Stated task — Transcribe the records below exactly as they appear.

Records from a dataset —
-.-.-
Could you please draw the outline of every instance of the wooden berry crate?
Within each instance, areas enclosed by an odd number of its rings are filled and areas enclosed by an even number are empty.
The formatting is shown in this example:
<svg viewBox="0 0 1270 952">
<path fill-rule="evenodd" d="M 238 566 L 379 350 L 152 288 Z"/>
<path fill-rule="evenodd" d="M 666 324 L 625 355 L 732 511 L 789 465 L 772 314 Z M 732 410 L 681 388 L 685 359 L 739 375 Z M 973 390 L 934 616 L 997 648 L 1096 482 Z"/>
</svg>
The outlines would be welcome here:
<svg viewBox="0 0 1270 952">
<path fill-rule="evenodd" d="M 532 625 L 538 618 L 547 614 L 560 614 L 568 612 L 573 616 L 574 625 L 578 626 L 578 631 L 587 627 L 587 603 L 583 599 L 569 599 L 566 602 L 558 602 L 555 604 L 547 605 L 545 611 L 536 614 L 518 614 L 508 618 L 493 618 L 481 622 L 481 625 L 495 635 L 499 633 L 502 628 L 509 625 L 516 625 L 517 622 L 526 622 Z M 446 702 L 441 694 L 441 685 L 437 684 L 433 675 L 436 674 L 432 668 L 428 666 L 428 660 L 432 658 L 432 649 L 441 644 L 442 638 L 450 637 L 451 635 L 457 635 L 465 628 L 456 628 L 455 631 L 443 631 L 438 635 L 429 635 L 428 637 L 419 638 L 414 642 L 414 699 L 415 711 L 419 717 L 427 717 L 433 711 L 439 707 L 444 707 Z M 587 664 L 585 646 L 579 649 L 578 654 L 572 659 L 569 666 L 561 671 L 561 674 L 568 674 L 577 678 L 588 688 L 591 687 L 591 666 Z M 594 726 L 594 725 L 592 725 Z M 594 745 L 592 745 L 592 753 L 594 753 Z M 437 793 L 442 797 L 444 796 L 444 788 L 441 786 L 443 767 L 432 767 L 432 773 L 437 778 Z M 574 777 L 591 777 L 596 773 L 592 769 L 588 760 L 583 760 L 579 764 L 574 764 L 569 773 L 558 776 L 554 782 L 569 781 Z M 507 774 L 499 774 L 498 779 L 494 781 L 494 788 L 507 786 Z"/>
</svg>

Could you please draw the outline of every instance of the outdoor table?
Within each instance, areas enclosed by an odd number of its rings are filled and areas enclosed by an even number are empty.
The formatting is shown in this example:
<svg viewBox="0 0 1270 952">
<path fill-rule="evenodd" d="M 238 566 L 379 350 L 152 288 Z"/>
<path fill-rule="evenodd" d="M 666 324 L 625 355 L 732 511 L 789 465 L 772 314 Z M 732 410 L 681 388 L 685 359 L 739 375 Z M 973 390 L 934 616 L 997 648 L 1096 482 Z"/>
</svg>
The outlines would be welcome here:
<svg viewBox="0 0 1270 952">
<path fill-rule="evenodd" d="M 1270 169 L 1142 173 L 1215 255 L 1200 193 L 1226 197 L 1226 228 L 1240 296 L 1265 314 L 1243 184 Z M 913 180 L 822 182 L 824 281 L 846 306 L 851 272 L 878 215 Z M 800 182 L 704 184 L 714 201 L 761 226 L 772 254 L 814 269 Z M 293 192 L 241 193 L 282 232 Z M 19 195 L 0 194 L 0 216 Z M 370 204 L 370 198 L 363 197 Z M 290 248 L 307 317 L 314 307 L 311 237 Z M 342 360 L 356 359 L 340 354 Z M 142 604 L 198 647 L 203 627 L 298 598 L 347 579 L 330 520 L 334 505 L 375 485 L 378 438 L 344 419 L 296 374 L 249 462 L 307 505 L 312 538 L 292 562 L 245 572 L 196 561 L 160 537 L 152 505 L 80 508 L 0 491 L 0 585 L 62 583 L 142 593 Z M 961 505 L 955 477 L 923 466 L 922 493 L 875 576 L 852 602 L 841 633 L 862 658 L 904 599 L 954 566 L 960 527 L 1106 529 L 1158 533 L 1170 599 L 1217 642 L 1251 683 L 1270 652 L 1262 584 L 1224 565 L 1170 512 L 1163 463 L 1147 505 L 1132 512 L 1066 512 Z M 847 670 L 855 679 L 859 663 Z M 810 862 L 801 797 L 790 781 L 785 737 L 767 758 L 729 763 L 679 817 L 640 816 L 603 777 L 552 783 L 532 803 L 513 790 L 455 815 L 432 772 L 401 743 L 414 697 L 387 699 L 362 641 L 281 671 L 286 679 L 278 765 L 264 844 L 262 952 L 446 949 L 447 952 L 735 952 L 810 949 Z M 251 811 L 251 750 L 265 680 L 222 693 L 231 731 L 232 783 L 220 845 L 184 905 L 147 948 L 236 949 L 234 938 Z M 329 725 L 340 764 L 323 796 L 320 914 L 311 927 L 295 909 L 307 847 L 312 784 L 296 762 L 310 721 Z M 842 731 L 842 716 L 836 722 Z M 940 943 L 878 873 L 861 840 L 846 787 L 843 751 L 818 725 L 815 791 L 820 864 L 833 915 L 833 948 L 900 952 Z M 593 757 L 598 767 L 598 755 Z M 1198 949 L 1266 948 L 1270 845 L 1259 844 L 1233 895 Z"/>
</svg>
-.-.-
The answer —
Could you please draw the outline of every instance of the wooden berry crate?
Within each instance, areas enclosed by an odd number of its rings are filled and areas enclosed by an even number are empty.
The formatting is shown in this example:
<svg viewBox="0 0 1270 952">
<path fill-rule="evenodd" d="M 238 566 L 379 350 L 152 288 Z"/>
<path fill-rule="evenodd" d="M 666 324 L 625 355 L 732 511 L 789 465 L 772 314 Z M 732 410 L 681 388 L 685 359 L 739 375 Z M 973 390 L 934 616 L 997 648 L 1096 482 Z"/>
</svg>
The outlines would be welcome here:
<svg viewBox="0 0 1270 952">
<path fill-rule="evenodd" d="M 532 625 L 538 618 L 547 614 L 560 614 L 568 612 L 573 616 L 574 625 L 578 626 L 578 631 L 587 627 L 587 603 L 583 599 L 569 599 L 566 602 L 558 602 L 555 604 L 547 605 L 545 611 L 536 614 L 518 614 L 508 618 L 493 618 L 481 622 L 481 625 L 495 635 L 499 633 L 502 628 L 509 625 L 516 625 L 517 622 L 526 622 Z M 446 702 L 441 694 L 441 685 L 437 684 L 433 675 L 436 674 L 432 668 L 428 666 L 428 660 L 432 658 L 432 649 L 441 644 L 442 638 L 450 637 L 451 635 L 457 635 L 465 628 L 456 628 L 455 631 L 443 631 L 438 635 L 429 635 L 428 637 L 419 638 L 414 642 L 414 699 L 415 711 L 419 717 L 427 717 L 433 711 L 439 707 L 444 707 Z M 587 664 L 585 646 L 579 649 L 578 654 L 572 659 L 569 666 L 561 671 L 561 674 L 568 674 L 577 678 L 588 688 L 591 687 L 591 666 Z M 594 726 L 594 725 L 592 725 Z M 594 745 L 592 745 L 592 753 L 594 753 Z M 437 793 L 442 797 L 444 796 L 444 788 L 441 786 L 443 767 L 432 767 L 432 773 L 437 778 Z M 574 777 L 591 777 L 596 773 L 592 769 L 588 760 L 583 760 L 579 764 L 574 764 L 569 773 L 558 776 L 554 782 L 569 781 Z M 507 774 L 499 774 L 498 779 L 494 781 L 494 788 L 507 786 Z"/>
</svg>

Could you please draw the outline of every instance of the outdoor table?
Within each instance, areas enclosed by an odd number of its rings are filled and areas enclosed by an even number are empty.
The formatting is shown in this example:
<svg viewBox="0 0 1270 952">
<path fill-rule="evenodd" d="M 238 566 L 379 350 L 152 288 Z"/>
<path fill-rule="evenodd" d="M 666 324 L 625 355 L 732 511 L 789 465 L 772 314 Z M 732 410 L 681 388 L 685 359 L 739 375 Z M 973 390 L 934 616 L 997 648 L 1096 482 Z"/>
</svg>
The outlines would be welcome here:
<svg viewBox="0 0 1270 952">
<path fill-rule="evenodd" d="M 1270 169 L 1142 173 L 1215 255 L 1200 193 L 1226 197 L 1226 228 L 1240 296 L 1265 314 L 1243 184 Z M 913 180 L 822 182 L 824 281 L 846 306 L 851 272 L 878 215 Z M 800 182 L 704 184 L 714 201 L 761 226 L 772 254 L 814 269 Z M 293 192 L 241 193 L 282 232 Z M 19 195 L 0 194 L 0 216 Z M 370 204 L 370 198 L 363 197 Z M 290 248 L 307 317 L 314 307 L 311 237 Z M 342 360 L 356 359 L 340 354 Z M 142 604 L 198 647 L 203 627 L 298 598 L 347 579 L 330 520 L 334 505 L 375 485 L 378 438 L 344 419 L 296 374 L 249 462 L 307 505 L 312 538 L 292 562 L 245 572 L 196 561 L 160 537 L 152 505 L 80 508 L 0 491 L 0 585 L 62 583 L 142 593 Z M 961 505 L 955 477 L 923 466 L 922 493 L 875 576 L 852 602 L 841 633 L 862 658 L 904 599 L 954 566 L 960 527 L 1106 529 L 1158 533 L 1170 599 L 1217 642 L 1251 683 L 1270 652 L 1262 584 L 1224 565 L 1170 512 L 1163 463 L 1147 505 L 1132 512 L 1066 512 Z M 847 670 L 855 679 L 859 663 Z M 810 862 L 801 797 L 790 781 L 785 737 L 767 758 L 729 763 L 679 817 L 640 816 L 603 777 L 552 783 L 532 803 L 513 790 L 455 815 L 432 772 L 401 743 L 414 697 L 387 699 L 362 641 L 281 671 L 286 679 L 278 765 L 264 844 L 262 952 L 446 949 L 447 952 L 735 952 L 810 949 Z M 251 811 L 251 750 L 265 680 L 222 693 L 231 731 L 232 783 L 220 845 L 184 905 L 147 948 L 236 949 L 234 938 Z M 329 725 L 340 764 L 323 796 L 320 914 L 311 927 L 295 909 L 307 847 L 312 784 L 296 762 L 310 721 Z M 842 731 L 842 716 L 836 722 Z M 940 943 L 878 873 L 861 840 L 846 787 L 843 751 L 818 725 L 815 791 L 820 864 L 833 915 L 833 948 L 900 952 Z M 593 757 L 598 767 L 598 755 Z M 1198 949 L 1266 948 L 1270 845 L 1259 844 L 1233 895 Z"/>
</svg>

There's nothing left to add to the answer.